## Makale
Spor salonunda formu, iş dünyasında sistemi önceliklendirmek gerekir; çünkü gerçek güç, ego değil dengeyle kurulur. Güç, bir kez gösterilen değil, süreklilikle korunabilen değerdir. Kas da sistem de, sabırla inşa edilip özenle sürdürüldüğünde kalıcı hale gelir.
Parlak kas, kısa sürede elde edilen şişkin bir görüntü olabilir; tıpkı hızlı sonuç uğruna aşırı yüklenilmiş, altı boş bir iş performansı gibi. Oysa esas amaç, uzun vadede istikrarlı bir dayanıklılık geliştirmektir. Sağlam form, kası güçlü; sağlam sistem ise organizasyonu dirençli kılar.
Gerçek denge, hem fiziksel hem profesyonel anlamda ölçülü yükleme, zamanında toparlanma ve sürekli gelişimle sağlanır. Sporun hedefi sağlıklı bir vücut yaratmaksa, iş dünyasında da hedef sağlıklı bir kültür ve sürdürülebilir bir başarı yaratmaktır.

## Görev 1
Makalede "Parlak kas, kısa sürede" diye başlayan paragrafı, ana bilgilerini koruyarak kısa bir madde listesine dönüştürün.

(Veri kayıtları)
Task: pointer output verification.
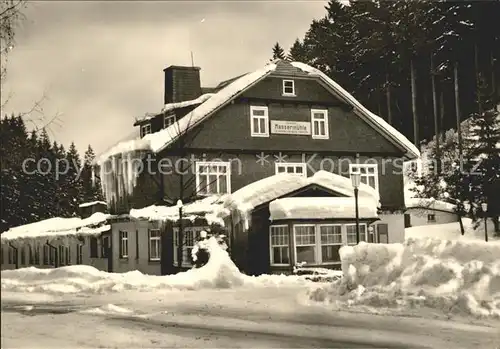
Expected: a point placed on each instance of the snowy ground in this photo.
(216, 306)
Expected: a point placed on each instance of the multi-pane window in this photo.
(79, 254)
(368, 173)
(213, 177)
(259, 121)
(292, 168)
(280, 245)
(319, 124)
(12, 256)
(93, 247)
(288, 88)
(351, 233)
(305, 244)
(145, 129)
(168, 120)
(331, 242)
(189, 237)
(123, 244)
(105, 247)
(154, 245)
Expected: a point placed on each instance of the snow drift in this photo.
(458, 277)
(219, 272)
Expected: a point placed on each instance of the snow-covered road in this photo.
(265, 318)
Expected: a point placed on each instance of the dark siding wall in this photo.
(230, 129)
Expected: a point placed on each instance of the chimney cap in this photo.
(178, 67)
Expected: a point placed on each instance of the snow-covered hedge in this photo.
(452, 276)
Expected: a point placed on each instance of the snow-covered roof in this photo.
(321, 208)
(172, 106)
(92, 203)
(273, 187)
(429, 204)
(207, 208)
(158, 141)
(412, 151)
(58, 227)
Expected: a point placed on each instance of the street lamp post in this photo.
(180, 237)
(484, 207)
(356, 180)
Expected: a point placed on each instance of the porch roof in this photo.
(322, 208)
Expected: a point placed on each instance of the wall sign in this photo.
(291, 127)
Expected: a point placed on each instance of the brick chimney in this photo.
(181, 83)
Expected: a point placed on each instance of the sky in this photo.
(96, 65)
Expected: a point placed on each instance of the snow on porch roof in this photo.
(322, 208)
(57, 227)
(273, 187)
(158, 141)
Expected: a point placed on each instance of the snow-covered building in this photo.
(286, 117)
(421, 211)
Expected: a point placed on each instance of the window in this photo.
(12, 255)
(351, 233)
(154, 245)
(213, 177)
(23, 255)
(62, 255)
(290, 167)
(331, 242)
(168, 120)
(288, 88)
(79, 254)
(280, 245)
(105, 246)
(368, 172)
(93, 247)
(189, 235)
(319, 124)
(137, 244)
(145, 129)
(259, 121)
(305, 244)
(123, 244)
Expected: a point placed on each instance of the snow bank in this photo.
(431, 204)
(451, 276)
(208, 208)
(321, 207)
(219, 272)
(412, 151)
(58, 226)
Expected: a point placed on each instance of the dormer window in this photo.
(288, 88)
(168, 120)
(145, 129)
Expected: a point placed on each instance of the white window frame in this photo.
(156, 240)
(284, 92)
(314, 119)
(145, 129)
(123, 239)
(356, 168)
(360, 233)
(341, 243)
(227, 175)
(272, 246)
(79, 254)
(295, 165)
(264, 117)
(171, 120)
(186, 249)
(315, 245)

## Görev 2
Kayıtların "Expected: a point placed on each instance of the snow on" ifadesini içeren satırla açılıp kayıtların sonuna kadar süren bölümünü, iki ucu da dahil ederek aynen tekrarlayın.

## Yazılı çözüm 1
- Parlak kas, kısa sürede elde edilen şişkin bir görüntü olabilir.
- Bu, hızlı sonuç uğruna aşırı yüklenmiş, altı boş bir iş performansına benzer.
- Esas amaç, uzun vadede istikrarlı bir dayanıklılık geliştirmektir.
- Sağlam form kası güçlü kılar.
- Sağlam sistem organizasyonu dirençli kılar.

## Yazılı çözüm 2
Expected: a point placed on each instance of the snow on porch roof in this photo.
(322, 208)
(57, 227)
(273, 187)
(158, 141)
Expected: a point placed on each instance of the snow-covered building in this photo.
(286, 117)
(421, 211)
Expected: a point placed on each instance of the window in this photo.
(12, 255)
(351, 233)
(154, 245)
(213, 177)
(23, 255)
(62, 255)
(290, 167)
(331, 242)
(168, 120)
(288, 88)
(79, 254)
(280, 245)
(105, 246)
(368, 172)
(93, 247)
(189, 235)
(319, 124)
(137, 244)
(145, 129)
(259, 121)
(305, 244)
(123, 244)
Expected: a point placed on each instance of the snow bank in this photo.
(431, 204)
(451, 276)
(208, 208)
(321, 207)
(219, 272)
(412, 151)
(58, 226)
Expected: a point placed on each instance of the dormer window in this photo.
(288, 88)
(168, 120)
(145, 129)
Expected: a point placed on each instance of the white window frame in this photo.
(156, 240)
(284, 92)
(314, 119)
(145, 129)
(123, 239)
(356, 168)
(360, 233)
(341, 243)
(227, 175)
(272, 246)
(79, 254)
(295, 165)
(264, 117)
(171, 120)
(186, 249)
(315, 245)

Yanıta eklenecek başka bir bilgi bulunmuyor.